-- BEGIN EXTRACT TO READ --

Minnesota Orchestra, it’s Time for the Arne Carlson Concerto (An Open Letter)

What's the perfect solution to end the current lock-out and get the Minnesota Orchestra back to making beautiful music? Arne Carlson -- former governor, former auditor.

Dear Minnesota Orchestra:

Love you. Love your music. Hate your money handlers.

You know what I mean, I know you do. I’m talking about the bean counters. The gray suits. The wealthy, constipated benefactors turned money managers. The “responsible stewards” who were supposed to take care of business so you could devote your time and energy into making all that sheet music come alive for ears worldwide.

You know, the wealthy ones who never liked or appreciated the concept of unions -- especially the Musician’s Union to which you belong.

Yeah, those guys. They’re the ones controlling the money. Your money. (Our money.) They’re the ones who are currently screwing you and trying to bring about your artistic demise. If they get their way, the orchestra will have fewer musicians and no permanent conductor.

-- END EXTRACT TO READ --
-- BEGIN ENTRIES SUPPLIED --

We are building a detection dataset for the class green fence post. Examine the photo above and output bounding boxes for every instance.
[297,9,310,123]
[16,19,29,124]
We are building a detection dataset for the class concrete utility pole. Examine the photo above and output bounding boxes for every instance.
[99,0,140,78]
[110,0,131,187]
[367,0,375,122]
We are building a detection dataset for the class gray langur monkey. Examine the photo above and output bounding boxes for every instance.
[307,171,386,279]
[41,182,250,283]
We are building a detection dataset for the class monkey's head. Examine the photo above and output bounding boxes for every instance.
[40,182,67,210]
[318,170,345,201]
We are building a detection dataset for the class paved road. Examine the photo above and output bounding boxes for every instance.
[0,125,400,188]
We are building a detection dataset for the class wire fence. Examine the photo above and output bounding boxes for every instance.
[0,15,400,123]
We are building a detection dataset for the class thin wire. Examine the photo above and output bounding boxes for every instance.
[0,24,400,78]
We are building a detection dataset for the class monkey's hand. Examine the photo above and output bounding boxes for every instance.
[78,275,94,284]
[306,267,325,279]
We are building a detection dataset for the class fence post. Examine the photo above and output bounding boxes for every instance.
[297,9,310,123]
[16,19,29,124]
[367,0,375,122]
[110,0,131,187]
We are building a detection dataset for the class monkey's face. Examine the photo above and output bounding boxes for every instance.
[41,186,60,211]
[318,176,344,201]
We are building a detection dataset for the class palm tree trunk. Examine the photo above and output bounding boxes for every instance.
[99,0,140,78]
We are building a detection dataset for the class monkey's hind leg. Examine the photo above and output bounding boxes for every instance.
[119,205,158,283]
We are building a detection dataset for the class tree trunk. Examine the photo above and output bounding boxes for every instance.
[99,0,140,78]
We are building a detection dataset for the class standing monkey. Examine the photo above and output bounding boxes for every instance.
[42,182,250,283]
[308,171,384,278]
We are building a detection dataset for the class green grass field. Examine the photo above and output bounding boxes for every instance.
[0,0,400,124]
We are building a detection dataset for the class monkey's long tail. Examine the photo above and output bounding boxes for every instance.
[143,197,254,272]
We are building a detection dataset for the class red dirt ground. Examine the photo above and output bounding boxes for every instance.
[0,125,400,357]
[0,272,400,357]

-- END ENTRIES SUPPLIED --

SET TASKS:
A - Rewrite the open letter from "Minnesota Orchestra, it’s" to "for ears worldwide.", renaming "bean counters" as "number crunchers".
B - Answer these questions using the open letter:
(i) What two former posts did Arne Carlson hold?
(ii) Which union do the orchestra's musicians belong to?
(iii) What will the orchestra have if the money handlers get their way?
C - Pick up the open letter to the Minnesota Orchestra and continue it from its last sentence.
These records were drawn from a separate source.

ANSWERS BY TASK:
A -
Minnesota Orchestra, it’s Time for the Arne Carlson Concerto (An Open Letter)

What's the perfect solution to end the current lock-out and get the Minnesota Orchestra back to making beautiful music? Arne Carlson -- former governor, former auditor.

Dear Minnesota Orchestra:

Love you. Love your music. Hate your money handlers.

You know what I mean, I know you do. I’m talking about the number crunchers. The gray suits. The wealthy, constipated benefactors turned money managers. The “responsible stewards” who were supposed to take care of business so you could devote your time and energy into making all that sheet music come alive for ears worldwide.

B -
(i) Governor and auditor.
(ii) The Musician's Union.
(iii) Fewer musicians and no permanent conductor.

C -
Are you listening, Osmo Vanska? You played right into management’s hands by threatening to resign at the end of April. The suits want you to resign. They’re counting on it. Fewer bodies in the orchestra would mean fewer paychecks and more money for management. That’s what it’s all about: THE MONEY.

Let’s face the awful truth. It’s all about getting and keeping more money for management through union busting. Your union. And union busting with a lorgnette instead of a billy club is still union busting. Your biggest problem is that you like and admire the very people who are trying to destroy you! You seem to trust these busters because they’re a “better class of people” -- well-educated, well-dressed, sophisticated. The kind of music lovers you’d love to have a glass of wine with after a performance. Well, that’s really lovely. But these people are not friends of the Minnesota Orchestra.

They’re only pretending to be on your side. I don’t care if they’re dressed up in swallowtails or ermines and pearls, they’re still union busters. They still put the financial interests of management above your salaries and your life’s work. They’re not nice people.

Think back to last October, 2012. After working so hard to perfect the sound that made you an award-winning orchestral force to be reckoned with, you got completely invalidated by management. You were coolly informed you had to take a whopping 32 per cent cut in salary. How much of a cut would they have demanded if your musicianship had really sucked? Or if those rave reviews had really been lousy ones?

Then, while you were still reeling from the shock of that unexpected pay cut, management expected you to immediately make a counter offer. When you didn’t, you got “locked-out.” Remember?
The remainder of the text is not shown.